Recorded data
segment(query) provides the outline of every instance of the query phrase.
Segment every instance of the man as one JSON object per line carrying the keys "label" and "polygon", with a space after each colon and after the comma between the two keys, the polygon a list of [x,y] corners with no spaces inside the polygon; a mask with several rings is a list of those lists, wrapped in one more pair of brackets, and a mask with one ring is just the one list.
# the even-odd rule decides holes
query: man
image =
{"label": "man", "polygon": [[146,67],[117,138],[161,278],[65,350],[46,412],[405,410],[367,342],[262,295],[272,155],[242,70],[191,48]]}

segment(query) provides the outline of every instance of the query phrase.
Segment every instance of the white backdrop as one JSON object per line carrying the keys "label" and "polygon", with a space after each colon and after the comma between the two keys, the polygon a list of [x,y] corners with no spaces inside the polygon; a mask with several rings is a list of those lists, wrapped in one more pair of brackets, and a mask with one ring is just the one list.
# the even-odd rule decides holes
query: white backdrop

Exercise details —
Please repeat the listing above in full and exactly.

Task output —
segment(query) provides the outline of every instance of the query phrase.
Segment every instance of the man as one JSON object per line carrying the keys "label" and "polygon", with a space after each colon and after the comma between the two keys, the polygon a list of [x,y] corners with no spaces inside the polygon; a mask with several rings is a list of those lists, wrapped in one more pair of brackets, and a mask with one ring is just the one list.
# the even-odd rule decides holes
query: man
image =
{"label": "man", "polygon": [[146,67],[117,138],[161,278],[65,350],[46,412],[405,410],[367,342],[262,295],[272,155],[242,70],[191,48]]}

segment(query) provides the outline of every instance of the query phrase.
Segment every instance of the white backdrop as one JSON object per line carrying the keys "label" and "polygon", with a space after each colon and after the comma between the two keys, the polygon a list of [x,y] corners with no spaces inside the polygon; a mask with several rings is a list of those lists, wrapped in one more pair of brackets, and a mask with one ring is just the one list.
# the even-odd rule decides holes
query: white backdrop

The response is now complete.